DO THIS: Turn each line of the records below into a string in one JSON list, keeping the lines in order and skipping any blank ones.

DATA FOR PROCESSING:
○ ○ ○

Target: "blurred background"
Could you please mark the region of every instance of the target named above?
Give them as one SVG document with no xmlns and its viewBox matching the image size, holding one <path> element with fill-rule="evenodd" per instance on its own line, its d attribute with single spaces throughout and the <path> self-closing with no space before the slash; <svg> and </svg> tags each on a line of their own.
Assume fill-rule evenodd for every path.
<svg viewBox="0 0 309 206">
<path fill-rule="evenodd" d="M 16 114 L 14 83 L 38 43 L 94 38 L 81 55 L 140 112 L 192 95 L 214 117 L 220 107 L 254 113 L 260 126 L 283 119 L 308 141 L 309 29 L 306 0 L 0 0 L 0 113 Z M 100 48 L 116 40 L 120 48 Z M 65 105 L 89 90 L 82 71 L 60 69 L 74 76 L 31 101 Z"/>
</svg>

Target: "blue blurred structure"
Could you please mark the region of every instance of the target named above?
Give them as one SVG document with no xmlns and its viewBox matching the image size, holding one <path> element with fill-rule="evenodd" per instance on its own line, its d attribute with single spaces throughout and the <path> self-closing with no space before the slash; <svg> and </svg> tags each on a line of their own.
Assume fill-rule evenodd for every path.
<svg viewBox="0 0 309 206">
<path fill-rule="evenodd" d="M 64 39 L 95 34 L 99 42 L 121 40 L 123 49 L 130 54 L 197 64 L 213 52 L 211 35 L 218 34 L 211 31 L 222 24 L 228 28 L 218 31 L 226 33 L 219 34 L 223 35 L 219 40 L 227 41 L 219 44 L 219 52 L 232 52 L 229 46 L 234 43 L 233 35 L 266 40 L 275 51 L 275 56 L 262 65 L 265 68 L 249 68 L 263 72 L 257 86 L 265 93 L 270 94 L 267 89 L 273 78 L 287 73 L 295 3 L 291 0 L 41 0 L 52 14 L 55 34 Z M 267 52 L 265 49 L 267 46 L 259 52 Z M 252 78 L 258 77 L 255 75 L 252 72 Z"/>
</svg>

○ ○ ○

THE OUTPUT:
[
  "Target: \"blurred background\"",
  "Could you please mark the region of every instance of the target named above?",
  "Give them as one SVG document with no xmlns and its viewBox matching the image size, holding one <path> element with fill-rule=\"evenodd\" per instance on its own line, its d attribute with single spaces throughout and the <path> self-closing with no space before the slash; <svg> and </svg> tags each on a line of their own.",
  "Assume fill-rule evenodd for every path.",
  "<svg viewBox=\"0 0 309 206\">",
  "<path fill-rule=\"evenodd\" d=\"M 16 114 L 14 83 L 38 43 L 94 38 L 81 55 L 140 112 L 192 95 L 214 117 L 220 107 L 254 113 L 260 126 L 283 119 L 308 141 L 309 29 L 306 0 L 0 0 L 0 113 Z M 100 48 L 116 40 L 120 48 Z M 65 105 L 89 90 L 82 71 L 60 69 L 74 76 L 31 101 Z\"/>",
  "</svg>",
  "Target: \"blue blurred structure\"",
  "Could you please mark the region of every instance of the target named above?",
  "Give them as one SVG document with no xmlns and its viewBox matching the image size, holding one <path> element with fill-rule=\"evenodd\" per instance on its own line, its d attribute with single spaces throughout and the <path> self-closing with no space before the slash; <svg> and </svg> tags each on a line of their own.",
  "Assume fill-rule evenodd for every path.",
  "<svg viewBox=\"0 0 309 206\">",
  "<path fill-rule=\"evenodd\" d=\"M 64 39 L 95 34 L 99 42 L 121 40 L 123 49 L 130 54 L 197 64 L 213 52 L 211 35 L 218 34 L 211 31 L 222 24 L 228 28 L 218 31 L 226 33 L 219 34 L 223 35 L 219 40 L 227 41 L 219 44 L 219 52 L 232 52 L 229 46 L 234 43 L 233 35 L 266 40 L 275 51 L 275 56 L 262 65 L 265 68 L 249 68 L 263 72 L 257 86 L 265 93 L 270 94 L 267 89 L 273 78 L 287 73 L 295 3 L 291 0 L 41 0 L 52 14 L 55 34 Z M 267 52 L 265 49 L 267 46 L 259 52 Z M 252 78 L 258 77 L 255 75 L 252 72 Z\"/>",
  "</svg>"
]